** Opening EXTRACT PROVIDED block **
Thirteen people are dead in Gujarat after the Gambhira Bridge gave way during the Tuesday morning rush. Nine more are injured. The partial collapse sent vehicles and pedestrians into the water below. Rescue teams are still working the scene.
This is not the first time a bridge has failed in India. It will not be the last. The question is why these failures keep happening, and what it says about the country’s approach to building and maintaining the things its people rely on every day.
The Gambhira Bridge was a vital transportation artery. That is a polite way of saying it was packed with commuters heading to work and children going to school when a section of it simply let go. The cause is not yet determined. Investigators will look at the design, the construction, the maintenance records. They will find something. They usually do.
India is urbanizing fast. Its population is growing. More people means more cars, more buses, more pressure on roads and bridges that were built decades ago for a fraction of the load. The country has made real progress in other areas. Renewable energy capacity has expanded significantly. Solar and wind power are cutting into fossil fuel dependence. Energy security is improving. Costs are coming down. That is genuine achievement.
But a solar farm does not carry a school bus. A wind turbine does not get a factory worker across a river at 8 a.m. The same commitment that went into clean energy has not gone into the basic concrete and steel that holds up the country’s daily life. Bridges, roads, railways — they are not glamorous. They do not attract international climate conferences. They just have to work. When they do not, people die.
The response to this collapse has been swift. Emergency services and rescue teams are on site. They are searching. They are pulling out the living and the dead. That is their job. But swift response after the fact is not the same as prevention. Prevention is dull. It means regular inspections, honest assessments, and spending money on repairs before something breaks. It means saying no to political pressure to keep a bridge open because closing it for repairs would be inconvenient. It means treating a bridge like the life-or-death piece of infrastructure it actually is.
** Closing EXTRACT PROVIDED block **
* TASK ITEM A: Reproduce the passage of the bridge collapse text from "The Gambhira Bridge was" up to and including "They usually do.".
* TASK ITEM B:
Answer these questions from the bridge collapse text.
(i) How many people were injured?
(ii) Which kind of capacity does the text say has expanded significantly?
(iii) At what time of day does the text picture a factory worker crossing a river?
Draw only on the text about the bridge collapse.
** Opening EXERCISE DATA block **
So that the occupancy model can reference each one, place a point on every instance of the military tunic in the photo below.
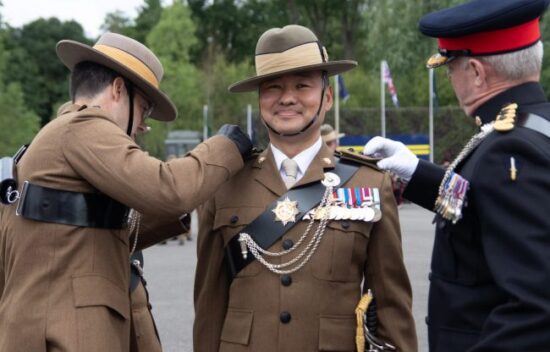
(65, 288)
(311, 309)
(491, 270)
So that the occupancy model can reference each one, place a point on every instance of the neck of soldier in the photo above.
(294, 145)
(493, 87)
(117, 109)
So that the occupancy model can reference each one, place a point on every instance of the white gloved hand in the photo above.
(397, 158)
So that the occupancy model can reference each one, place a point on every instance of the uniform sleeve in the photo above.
(423, 188)
(211, 283)
(387, 277)
(112, 163)
(515, 230)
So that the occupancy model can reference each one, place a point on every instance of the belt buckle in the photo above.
(22, 198)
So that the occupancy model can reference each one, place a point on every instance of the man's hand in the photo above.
(238, 137)
(397, 158)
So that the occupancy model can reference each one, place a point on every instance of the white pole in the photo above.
(249, 120)
(431, 113)
(337, 106)
(382, 101)
(204, 122)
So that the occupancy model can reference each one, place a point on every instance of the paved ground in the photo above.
(170, 270)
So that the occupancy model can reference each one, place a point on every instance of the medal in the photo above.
(286, 211)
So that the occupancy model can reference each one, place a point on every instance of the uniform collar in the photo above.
(267, 172)
(70, 108)
(523, 94)
(303, 159)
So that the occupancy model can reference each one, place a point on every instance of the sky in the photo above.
(89, 13)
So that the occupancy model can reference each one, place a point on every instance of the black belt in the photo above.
(265, 232)
(71, 208)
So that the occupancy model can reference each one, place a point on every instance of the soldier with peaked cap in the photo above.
(325, 248)
(65, 243)
(490, 264)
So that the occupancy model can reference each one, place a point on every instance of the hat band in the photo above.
(493, 42)
(130, 62)
(299, 56)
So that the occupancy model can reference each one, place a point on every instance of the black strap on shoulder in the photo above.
(535, 123)
(265, 231)
(71, 208)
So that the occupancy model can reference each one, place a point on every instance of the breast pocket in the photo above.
(229, 222)
(342, 253)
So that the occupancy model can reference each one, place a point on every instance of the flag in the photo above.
(344, 94)
(389, 82)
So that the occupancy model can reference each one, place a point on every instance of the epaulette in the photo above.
(358, 158)
(506, 118)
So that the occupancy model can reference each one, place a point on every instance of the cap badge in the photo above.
(506, 118)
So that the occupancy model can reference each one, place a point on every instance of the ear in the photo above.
(118, 89)
(479, 72)
(329, 94)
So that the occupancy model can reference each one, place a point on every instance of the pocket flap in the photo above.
(337, 333)
(94, 290)
(236, 216)
(237, 326)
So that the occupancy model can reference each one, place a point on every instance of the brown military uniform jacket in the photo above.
(313, 308)
(65, 288)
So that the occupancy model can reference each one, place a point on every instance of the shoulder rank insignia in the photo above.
(506, 118)
(358, 158)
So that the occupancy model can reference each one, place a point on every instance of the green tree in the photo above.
(171, 40)
(34, 64)
(19, 124)
(117, 22)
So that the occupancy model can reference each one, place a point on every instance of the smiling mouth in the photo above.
(287, 113)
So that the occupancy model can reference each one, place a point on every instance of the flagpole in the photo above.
(337, 106)
(431, 113)
(382, 101)
(249, 120)
(204, 122)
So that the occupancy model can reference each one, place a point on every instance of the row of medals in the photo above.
(286, 210)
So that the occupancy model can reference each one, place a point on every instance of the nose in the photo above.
(288, 96)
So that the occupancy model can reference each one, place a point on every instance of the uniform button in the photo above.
(286, 280)
(285, 317)
(287, 244)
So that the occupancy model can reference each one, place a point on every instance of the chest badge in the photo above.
(286, 211)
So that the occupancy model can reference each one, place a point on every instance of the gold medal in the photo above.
(286, 211)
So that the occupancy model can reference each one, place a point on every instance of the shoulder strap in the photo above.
(265, 232)
(535, 123)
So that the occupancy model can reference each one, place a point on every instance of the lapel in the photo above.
(267, 173)
(323, 161)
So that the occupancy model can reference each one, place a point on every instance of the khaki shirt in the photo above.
(321, 297)
(64, 287)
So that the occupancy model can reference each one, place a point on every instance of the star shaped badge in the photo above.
(286, 211)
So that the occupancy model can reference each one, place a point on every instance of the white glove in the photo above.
(397, 158)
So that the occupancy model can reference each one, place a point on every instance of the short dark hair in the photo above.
(89, 78)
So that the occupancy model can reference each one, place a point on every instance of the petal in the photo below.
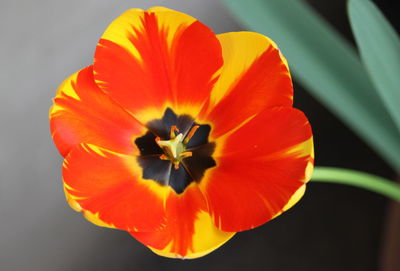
(83, 113)
(157, 58)
(260, 166)
(255, 76)
(108, 185)
(190, 231)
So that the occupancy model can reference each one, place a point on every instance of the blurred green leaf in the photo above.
(326, 65)
(379, 47)
(359, 179)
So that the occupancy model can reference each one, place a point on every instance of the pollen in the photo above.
(175, 148)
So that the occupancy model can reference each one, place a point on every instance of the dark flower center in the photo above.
(175, 151)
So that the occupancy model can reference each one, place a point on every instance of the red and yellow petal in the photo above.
(260, 166)
(254, 76)
(189, 232)
(83, 113)
(157, 58)
(109, 185)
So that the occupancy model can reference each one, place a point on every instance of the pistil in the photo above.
(175, 148)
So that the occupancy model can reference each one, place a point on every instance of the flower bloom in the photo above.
(179, 136)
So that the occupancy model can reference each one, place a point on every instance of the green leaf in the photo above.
(326, 65)
(379, 47)
(359, 179)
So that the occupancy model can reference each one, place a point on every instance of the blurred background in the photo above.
(333, 227)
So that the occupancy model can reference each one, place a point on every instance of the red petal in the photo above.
(189, 230)
(83, 113)
(255, 76)
(259, 168)
(157, 58)
(108, 185)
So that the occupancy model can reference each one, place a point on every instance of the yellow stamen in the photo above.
(174, 148)
(191, 133)
(172, 131)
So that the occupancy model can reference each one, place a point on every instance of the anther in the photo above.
(190, 134)
(172, 131)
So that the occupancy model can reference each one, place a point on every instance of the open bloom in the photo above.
(179, 136)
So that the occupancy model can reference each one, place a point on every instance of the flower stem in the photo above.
(359, 179)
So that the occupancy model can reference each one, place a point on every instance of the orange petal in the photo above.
(189, 232)
(255, 76)
(83, 113)
(157, 58)
(260, 166)
(108, 185)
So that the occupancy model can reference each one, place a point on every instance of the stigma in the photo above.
(175, 148)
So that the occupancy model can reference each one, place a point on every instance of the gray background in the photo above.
(43, 42)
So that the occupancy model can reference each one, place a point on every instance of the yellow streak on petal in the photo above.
(67, 87)
(171, 21)
(239, 51)
(124, 27)
(295, 198)
(206, 239)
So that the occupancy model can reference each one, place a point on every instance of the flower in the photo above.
(179, 136)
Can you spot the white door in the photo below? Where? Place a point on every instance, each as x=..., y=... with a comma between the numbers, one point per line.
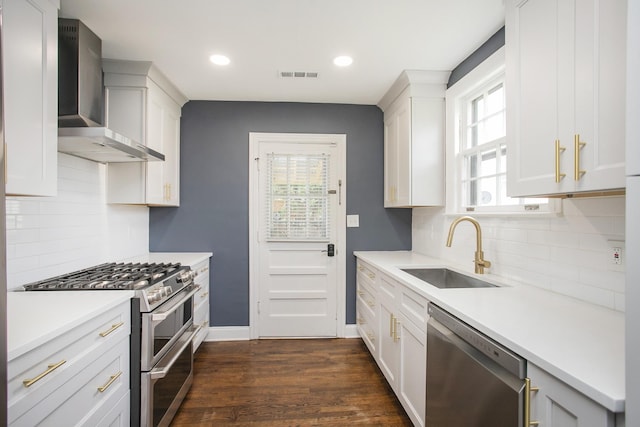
x=297, y=252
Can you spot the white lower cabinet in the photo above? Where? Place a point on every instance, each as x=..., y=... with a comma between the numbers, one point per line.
x=401, y=350
x=77, y=378
x=201, y=301
x=367, y=306
x=555, y=404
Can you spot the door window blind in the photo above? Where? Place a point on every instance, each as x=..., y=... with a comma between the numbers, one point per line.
x=297, y=197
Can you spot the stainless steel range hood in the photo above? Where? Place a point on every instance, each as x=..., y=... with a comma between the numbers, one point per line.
x=81, y=102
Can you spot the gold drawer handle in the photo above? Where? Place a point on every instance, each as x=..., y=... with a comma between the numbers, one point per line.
x=527, y=403
x=577, y=146
x=110, y=330
x=559, y=150
x=108, y=384
x=50, y=368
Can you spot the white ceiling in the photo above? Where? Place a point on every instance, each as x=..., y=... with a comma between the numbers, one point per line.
x=264, y=37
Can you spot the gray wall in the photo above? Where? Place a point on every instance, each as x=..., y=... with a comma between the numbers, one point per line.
x=494, y=43
x=214, y=185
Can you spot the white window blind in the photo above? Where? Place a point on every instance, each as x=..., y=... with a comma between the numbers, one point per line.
x=297, y=197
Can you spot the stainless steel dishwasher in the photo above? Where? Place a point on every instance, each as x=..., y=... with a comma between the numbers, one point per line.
x=472, y=381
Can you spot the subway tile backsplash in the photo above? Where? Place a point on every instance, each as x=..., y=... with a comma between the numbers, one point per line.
x=569, y=254
x=48, y=236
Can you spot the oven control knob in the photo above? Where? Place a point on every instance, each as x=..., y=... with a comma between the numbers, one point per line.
x=154, y=296
x=186, y=276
** Closing EXERCISE DATA block **
* EXERCISE RESULT A:
The Gambhira Bridge was a vital transportation artery. That is a polite way of saying it was packed with commuters heading to work and children going to school when a section of it simply let go. The cause is not yet determined. Investigators will look at the design, the construction, the maintenance records. They will find something. They usually do.

* EXERCISE RESULT B:
(i) Nine.
(ii) Renewable energy capacity.
(iii) 8 a.m.